> [Excerpted data]:
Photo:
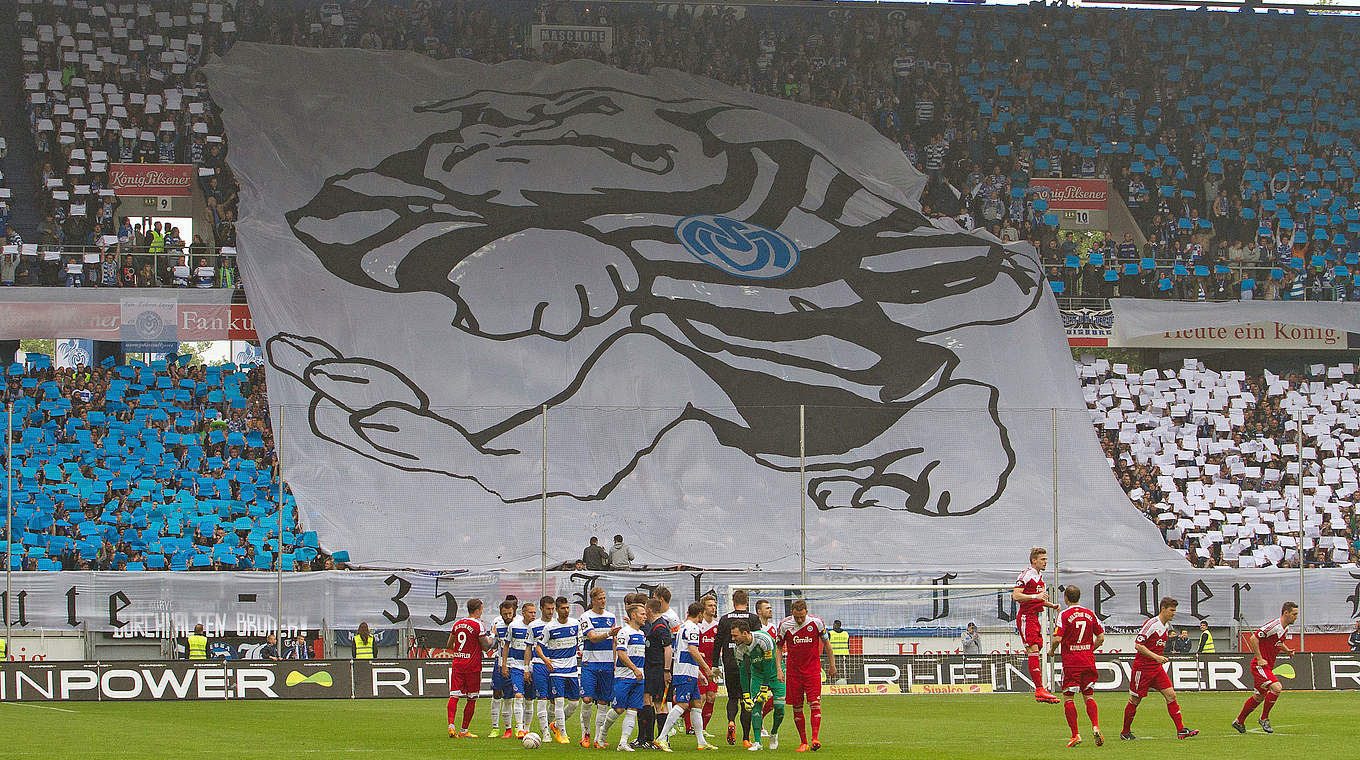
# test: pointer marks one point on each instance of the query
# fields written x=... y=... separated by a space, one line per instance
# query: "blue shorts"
x=516 y=681
x=566 y=687
x=498 y=681
x=686 y=689
x=540 y=681
x=627 y=694
x=597 y=683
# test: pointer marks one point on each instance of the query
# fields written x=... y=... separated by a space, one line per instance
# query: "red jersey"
x=1152 y=635
x=1077 y=630
x=1269 y=639
x=707 y=636
x=1031 y=582
x=467 y=645
x=803 y=646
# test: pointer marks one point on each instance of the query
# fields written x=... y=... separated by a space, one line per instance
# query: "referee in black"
x=726 y=649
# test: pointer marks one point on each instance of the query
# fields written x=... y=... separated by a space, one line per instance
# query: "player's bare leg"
x=815 y=713
x=1266 y=699
x=1069 y=709
x=1094 y=714
x=1041 y=694
x=469 y=709
x=1129 y=711
x=1174 y=710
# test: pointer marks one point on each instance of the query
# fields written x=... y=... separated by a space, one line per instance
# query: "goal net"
x=915 y=639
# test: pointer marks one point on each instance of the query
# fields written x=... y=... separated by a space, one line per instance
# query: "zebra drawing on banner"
x=750 y=271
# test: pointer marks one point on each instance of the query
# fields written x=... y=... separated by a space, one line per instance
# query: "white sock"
x=697 y=721
x=671 y=721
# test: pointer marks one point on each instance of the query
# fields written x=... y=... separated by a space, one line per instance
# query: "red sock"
x=1035 y=673
x=1174 y=710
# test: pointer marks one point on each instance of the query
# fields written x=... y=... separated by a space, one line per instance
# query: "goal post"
x=910 y=638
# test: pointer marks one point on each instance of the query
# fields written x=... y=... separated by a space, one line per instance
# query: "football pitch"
x=974 y=728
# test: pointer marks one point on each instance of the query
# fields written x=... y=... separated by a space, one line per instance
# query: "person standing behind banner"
x=298 y=649
x=197 y=647
x=363 y=643
x=1205 y=638
x=970 y=643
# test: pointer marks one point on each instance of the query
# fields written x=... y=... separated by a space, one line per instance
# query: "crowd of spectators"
x=1232 y=151
x=116 y=83
x=1231 y=467
x=148 y=467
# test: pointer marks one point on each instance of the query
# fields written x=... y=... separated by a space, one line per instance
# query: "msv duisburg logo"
x=737 y=248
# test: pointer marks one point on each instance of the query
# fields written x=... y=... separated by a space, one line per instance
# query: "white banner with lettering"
x=161 y=604
x=1235 y=324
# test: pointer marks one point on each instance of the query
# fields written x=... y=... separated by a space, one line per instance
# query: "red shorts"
x=1079 y=679
x=800 y=687
x=1031 y=632
x=1151 y=680
x=1264 y=676
x=709 y=687
x=465 y=683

> [Task directions]: Return each line from the material above exactly, but not the pictures.

> [Response]:
Photo:
# test: pointer marks one point on each instance of the query
# fields written x=... y=... separated by a space, one line per instance
# query: "blue shorts"
x=516 y=681
x=566 y=687
x=498 y=681
x=686 y=689
x=540 y=681
x=627 y=694
x=597 y=683
# test: pointer marks one point on each instance of the query
# fields written x=... y=... separated by a space, one line per instance
# query: "red jersey"
x=1152 y=635
x=1077 y=630
x=1269 y=639
x=707 y=636
x=1031 y=582
x=467 y=645
x=803 y=646
# test: pointer marks one point on each instance of the query
# fields written x=... y=... separated by a space, one line per instance
# query: "referee in black"
x=726 y=649
# test: pointer marks one point on each instance of the query
# fields written x=... y=... separated by a space, one line per instance
# query: "player's bare leg"
x=815 y=713
x=1266 y=699
x=1069 y=709
x=1094 y=714
x=1041 y=694
x=469 y=709
x=1129 y=711
x=1174 y=710
# test: pointer marks one point on each instance of the query
# fields written x=... y=... separated by a space, one line per instance
# query: "goal net"
x=915 y=639
# test: pointer marks one point on each instance of the query
# fields written x=... y=... separated by a space, one line per instance
# query: "zebra drawing on banner"
x=750 y=271
# test: pointer marks one point on each instance of the query
# fields written x=... y=... separated by a space, one line per instance
# query: "white sock"
x=697 y=721
x=671 y=721
# test: pointer marks one point on each instance of the query
# fields written x=... y=... separated by a space, one line per instance
# query: "red sock"
x=1035 y=673
x=1174 y=710
# test: pointer marks one point on each instance of the query
# fields written x=... y=... separated by a space, one line per instance
# query: "goal post"
x=910 y=638
# test: pointer marks one point on each instance of the query
# fields written x=... y=... separated by a space, one line per instance
# query: "football pitch"
x=974 y=728
# test: pointer marks one point on each instance of the query
# fields written x=... y=... separated by a space, one line per instance
# query: "person standing behind banner"
x=298 y=649
x=197 y=647
x=363 y=643
x=1205 y=638
x=970 y=643
# test: pointer marks one point on each instance of the query
# fields written x=... y=... separated by a space, one line per instance
# query: "crowd of spectators"
x=1232 y=151
x=116 y=83
x=1231 y=467
x=148 y=467
# test: pointer marks one point on each instance of the query
# fields written x=... y=... separated by a space, one line per instance
# query: "msv duisburg logo"
x=737 y=248
# test: pointer marks one point on each instance of the query
# fields written x=... y=... separated by a space, one line per instance
# query: "white banner with lettering"
x=161 y=604
x=1235 y=324
# test: pointer marks one point on each instance of the query
# fields written x=... y=... separated by a space, one line per instance
# query: "red shorts"
x=1079 y=679
x=800 y=687
x=1031 y=632
x=1151 y=680
x=1264 y=676
x=709 y=687
x=465 y=683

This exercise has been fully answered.